[Object pointing dataset rows]
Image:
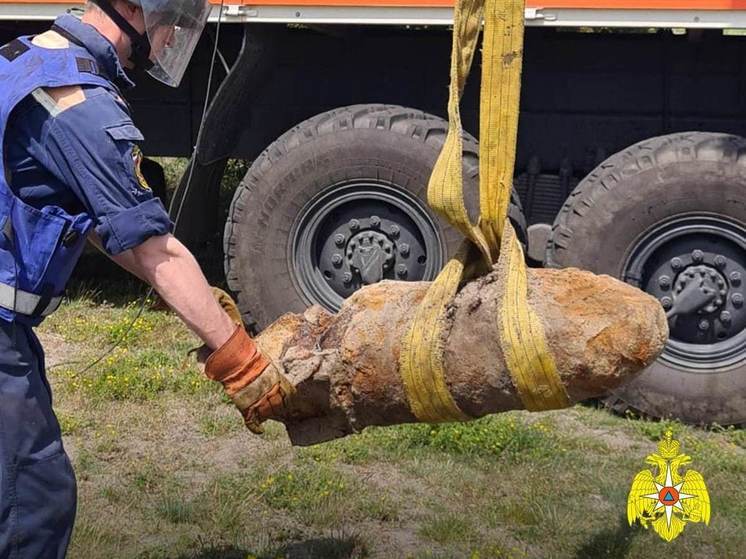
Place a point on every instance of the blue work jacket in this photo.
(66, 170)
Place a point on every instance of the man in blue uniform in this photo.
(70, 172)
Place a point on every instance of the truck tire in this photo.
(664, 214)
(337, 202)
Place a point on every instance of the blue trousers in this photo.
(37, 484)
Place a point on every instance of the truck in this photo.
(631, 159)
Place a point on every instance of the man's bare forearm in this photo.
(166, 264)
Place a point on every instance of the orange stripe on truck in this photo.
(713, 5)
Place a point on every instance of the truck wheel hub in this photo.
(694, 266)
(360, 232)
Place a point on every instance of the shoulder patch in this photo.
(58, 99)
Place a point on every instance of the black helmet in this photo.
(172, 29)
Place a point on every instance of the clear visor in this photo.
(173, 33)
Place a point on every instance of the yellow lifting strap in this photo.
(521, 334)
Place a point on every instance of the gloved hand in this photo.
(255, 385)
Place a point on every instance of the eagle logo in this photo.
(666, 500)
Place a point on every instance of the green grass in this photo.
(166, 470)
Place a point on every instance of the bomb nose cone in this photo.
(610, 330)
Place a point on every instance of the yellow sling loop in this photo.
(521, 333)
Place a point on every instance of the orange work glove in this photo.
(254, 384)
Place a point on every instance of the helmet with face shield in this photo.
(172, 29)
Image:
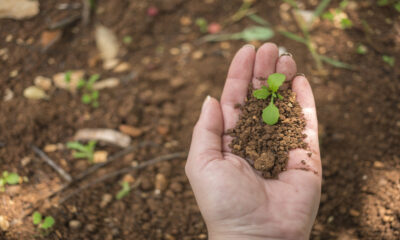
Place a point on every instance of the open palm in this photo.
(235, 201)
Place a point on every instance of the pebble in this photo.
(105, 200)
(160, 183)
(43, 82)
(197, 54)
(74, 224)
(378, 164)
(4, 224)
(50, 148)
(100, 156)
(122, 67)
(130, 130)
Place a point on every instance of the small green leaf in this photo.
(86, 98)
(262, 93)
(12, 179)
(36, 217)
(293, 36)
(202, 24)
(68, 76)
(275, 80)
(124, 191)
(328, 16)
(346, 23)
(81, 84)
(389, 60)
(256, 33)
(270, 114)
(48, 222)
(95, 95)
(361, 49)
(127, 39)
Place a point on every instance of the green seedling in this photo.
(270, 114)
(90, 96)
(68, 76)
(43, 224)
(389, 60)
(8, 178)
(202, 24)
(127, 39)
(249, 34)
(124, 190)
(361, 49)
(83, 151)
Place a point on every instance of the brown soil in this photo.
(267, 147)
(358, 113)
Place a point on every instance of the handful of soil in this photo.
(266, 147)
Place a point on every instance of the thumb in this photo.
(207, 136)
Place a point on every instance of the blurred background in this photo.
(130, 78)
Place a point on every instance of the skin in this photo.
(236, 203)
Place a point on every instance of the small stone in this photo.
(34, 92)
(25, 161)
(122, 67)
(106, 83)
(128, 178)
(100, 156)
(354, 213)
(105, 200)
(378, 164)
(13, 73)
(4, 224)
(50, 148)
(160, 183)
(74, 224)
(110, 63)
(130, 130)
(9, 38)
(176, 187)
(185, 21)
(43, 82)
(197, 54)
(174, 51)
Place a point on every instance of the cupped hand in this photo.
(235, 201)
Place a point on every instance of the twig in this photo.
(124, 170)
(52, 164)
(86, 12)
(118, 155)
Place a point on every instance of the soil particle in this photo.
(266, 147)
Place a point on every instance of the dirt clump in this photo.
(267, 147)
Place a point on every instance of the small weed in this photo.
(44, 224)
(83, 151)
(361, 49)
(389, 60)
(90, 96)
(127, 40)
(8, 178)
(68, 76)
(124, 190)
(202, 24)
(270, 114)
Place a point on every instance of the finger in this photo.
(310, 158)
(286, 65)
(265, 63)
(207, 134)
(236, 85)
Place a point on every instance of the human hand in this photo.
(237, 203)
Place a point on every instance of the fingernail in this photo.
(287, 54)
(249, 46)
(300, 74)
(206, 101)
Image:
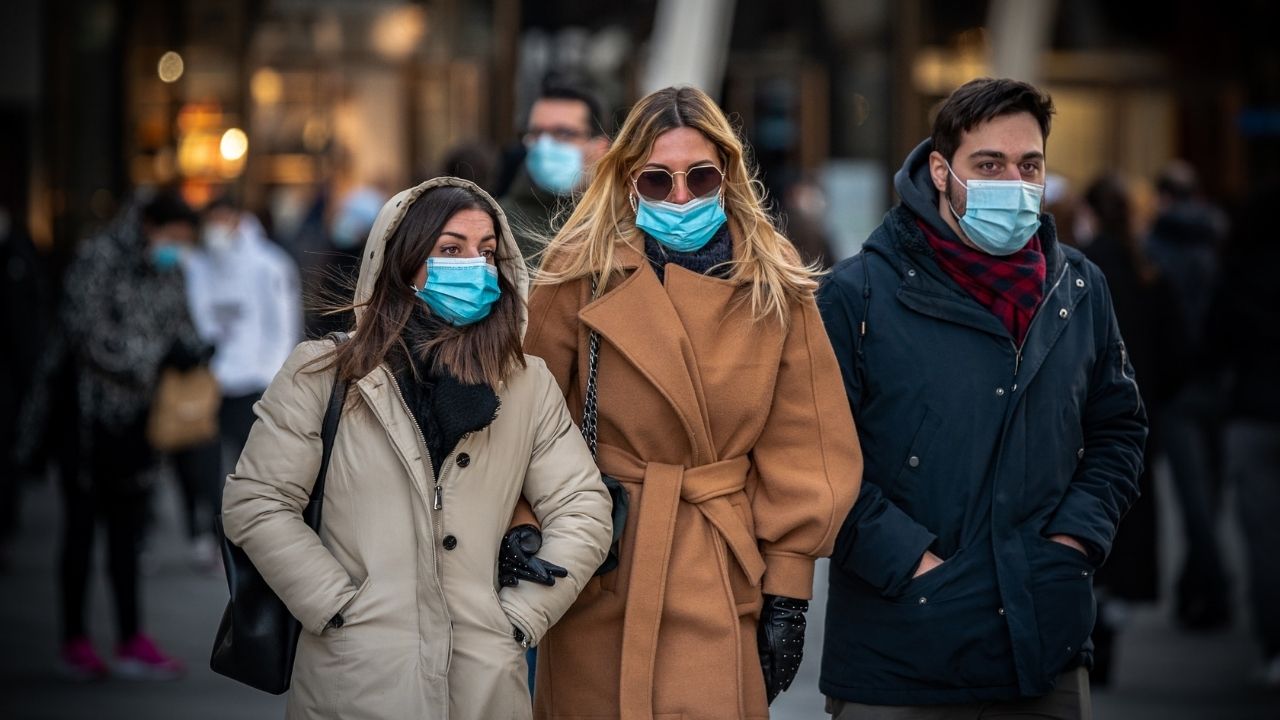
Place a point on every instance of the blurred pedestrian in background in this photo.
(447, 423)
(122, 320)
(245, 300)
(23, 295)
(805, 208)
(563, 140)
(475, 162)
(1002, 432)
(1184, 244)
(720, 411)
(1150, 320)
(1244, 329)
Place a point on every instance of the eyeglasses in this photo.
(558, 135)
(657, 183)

■ **TASK DETAILS**: Copy all the entries word for word. Omit any pictures.

■ **RESULT**:
Image:
Place a point on every instance of the blue work jacket in this photo.
(66, 170)
Place a point on every instance of the man in blue uniform in this photo.
(70, 172)
Place a point on every instance of the truck tire in this photo.
(664, 214)
(337, 202)
Place a point on every instance of the blue trousers in this photo.
(37, 484)
Place a point on every instance of the truck in this photo.
(631, 159)
Place a point on every instance of the man's bare forearm in this photo.
(166, 264)
Place a point on every instance of the orange stripe on truck in this photo.
(713, 5)
Place a point on every instance of the truck wheel hub in this photo.
(694, 266)
(360, 232)
Place a point on every instance of the shoulder patch in this photo.
(58, 99)
Place a point on every instance of the black helmet in this photo.
(172, 29)
Place a point on every instance of the clear visor in this photo.
(173, 33)
Place a point on every instance of the yellow lifting strap in this photo.
(521, 334)
Place a point on every instance of the gloved hand in this photo.
(255, 385)
Place a point on every instance of the eagle logo in this photo.
(666, 500)
Place a point on every instance of the green grass in this photo.
(166, 470)
Place a point on every instance of the bomb nose cone in this photo.
(610, 330)
Place a point on every instance of the yellow sling loop in this photo.
(521, 333)
Place a point on every instance of the orange work glove in this photo.
(254, 384)
Place a point on every instance of the helmet with face shield in this photo.
(172, 29)
Image:
Place a point on every instance of the open palm in this photo.
(235, 201)
Place a point on every instance of the pebble in this photo.
(105, 200)
(160, 183)
(43, 82)
(197, 54)
(74, 224)
(378, 164)
(4, 224)
(50, 148)
(100, 156)
(122, 67)
(130, 130)
Place a point on every instance of the small green leaf in this photo.
(86, 98)
(262, 93)
(12, 179)
(36, 217)
(293, 36)
(202, 24)
(68, 76)
(275, 80)
(124, 191)
(328, 16)
(346, 23)
(81, 84)
(389, 60)
(256, 33)
(270, 114)
(48, 222)
(95, 95)
(361, 49)
(127, 39)
Place a point on every instance of the green seedling in this photo.
(270, 114)
(90, 96)
(68, 76)
(43, 224)
(389, 60)
(8, 178)
(202, 24)
(127, 39)
(249, 34)
(124, 190)
(361, 49)
(83, 151)
Place a point on every instance of the brown soil in this photo.
(267, 147)
(358, 113)
Place a point on every instance of the handful of soil in this photo.
(266, 147)
Place a point on every instance of the thumb in this photo.
(207, 136)
Place a point on every instance of the blurred background in this photo.
(130, 78)
Place a point on every instance of the skin in this photo.
(236, 203)
Place a point on every instance of the small stone in this photo.
(34, 92)
(25, 161)
(122, 67)
(106, 83)
(128, 178)
(100, 156)
(354, 213)
(105, 200)
(378, 164)
(13, 73)
(4, 224)
(50, 148)
(160, 183)
(74, 224)
(110, 63)
(130, 130)
(9, 38)
(176, 187)
(185, 21)
(43, 82)
(197, 54)
(174, 51)
Place a point on every instance of the cupped hand in this photo.
(235, 201)
Place a point on every instance of the twig in this photo.
(124, 170)
(52, 164)
(86, 12)
(118, 155)
Place a point on every instance of the soil particle in this photo.
(266, 147)
Place a point on every instance of the dirt clump in this photo.
(267, 147)
Place a point on every instance of the small weed in this photo.
(44, 224)
(83, 151)
(361, 49)
(389, 60)
(90, 96)
(127, 40)
(8, 178)
(68, 76)
(124, 190)
(202, 24)
(270, 114)
Place a point on every instance of the finger in this photo.
(310, 158)
(286, 65)
(265, 63)
(207, 134)
(236, 85)
Place a point on every instance of the human hand in this photo.
(237, 203)
Place a point on every instance of the fingernail in this photo.
(287, 54)
(249, 46)
(300, 74)
(206, 101)
Image:
Place a point on every instance of the blurred pedestrian in background in this photo.
(447, 423)
(122, 320)
(245, 300)
(23, 295)
(805, 208)
(563, 140)
(475, 162)
(1002, 432)
(1184, 244)
(720, 411)
(1150, 320)
(1244, 329)
Place a point on every instance of the eyeglasses in this photo.
(558, 135)
(657, 183)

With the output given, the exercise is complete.